═══ DATASET EXTRACT ═══

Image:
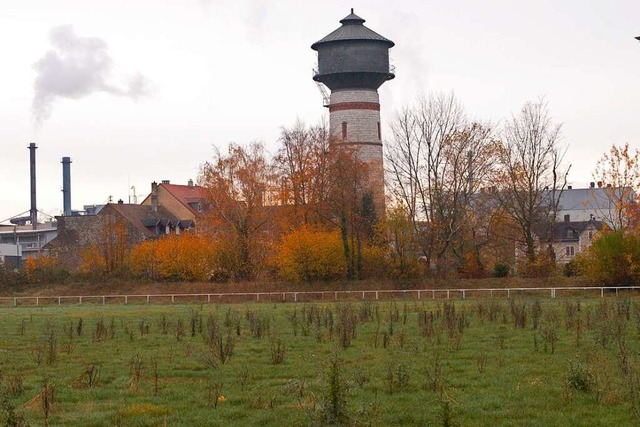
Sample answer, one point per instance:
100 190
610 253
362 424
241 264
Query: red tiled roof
137 214
185 194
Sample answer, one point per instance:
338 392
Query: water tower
353 62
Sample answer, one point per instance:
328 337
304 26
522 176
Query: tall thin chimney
66 185
33 212
154 196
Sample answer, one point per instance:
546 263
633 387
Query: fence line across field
312 296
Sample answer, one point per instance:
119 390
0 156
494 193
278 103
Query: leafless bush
136 366
277 349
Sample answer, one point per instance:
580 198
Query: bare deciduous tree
532 175
237 185
437 160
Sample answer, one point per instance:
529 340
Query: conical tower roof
352 29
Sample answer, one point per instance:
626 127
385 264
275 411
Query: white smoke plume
74 68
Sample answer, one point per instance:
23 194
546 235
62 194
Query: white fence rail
314 296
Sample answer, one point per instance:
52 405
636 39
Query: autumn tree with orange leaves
302 164
619 172
239 187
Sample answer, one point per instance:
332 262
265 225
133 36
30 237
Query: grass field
475 362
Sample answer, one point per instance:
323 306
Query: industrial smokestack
154 196
66 185
33 212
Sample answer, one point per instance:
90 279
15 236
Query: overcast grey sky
137 91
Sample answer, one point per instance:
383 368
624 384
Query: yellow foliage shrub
187 257
308 255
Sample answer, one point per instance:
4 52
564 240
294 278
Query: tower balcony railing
315 71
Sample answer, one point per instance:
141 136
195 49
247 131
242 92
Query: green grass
490 373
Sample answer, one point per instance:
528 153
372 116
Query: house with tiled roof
116 224
183 201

═══

▶ **ASSIGNMENT**
An answer that restates all the entries exactly and drops the images is what is needed.

▶ **RESPONSE FOR THIS EXERCISE**
Image:
Sample answer, one point per instance:
100 190
610 253
362 424
241 264
Query: red tiled roof
137 214
185 194
Sample answer, one point per instance:
338 392
Query: water tower
353 62
Sample answer, one point per instance:
328 337
304 26
522 176
Query: tall thin chimney
66 185
33 212
154 196
Sample answer, one point per instance:
546 263
633 387
Query: fence line across field
312 296
Sample answer, one point per instance:
119 390
0 156
494 193
278 103
Query: leafless bush
136 366
277 349
Sample answer, one point per instance:
580 198
Query: bare deciduous tree
532 175
237 185
437 160
Sample answer, one point per instance:
529 340
Query: conical tower roof
352 29
Sample answer, one point per instance:
626 127
385 264
275 411
Query: white smoke plume
74 68
Sample answer, one point per instance:
23 194
546 235
62 194
Query: white fence rail
314 296
Sample answer, one point per instance:
52 405
636 39
Query: autumn tree with orange leaves
302 164
619 172
239 187
Sample answer, one point per instance:
332 262
265 225
133 36
30 237
Query: grass field
475 362
Sample answer, one point per instance:
323 306
Query: industrial smokestack
154 196
66 185
33 212
Sample answer, one point per instance:
90 279
15 236
Query: overcast grey sky
137 91
Sample answer, one point per instance:
383 368
624 384
Query: yellow foliage shrub
187 257
308 255
Sample answer, one point per instance:
4 52
564 240
294 278
Query: tower balcony railing
315 71
Sample answer, one point per instance:
141 136
195 49
247 131
242 92
Query: green grass
490 373
Sample answer, one point per instance:
528 153
372 116
Query: house with tiled roof
116 224
183 201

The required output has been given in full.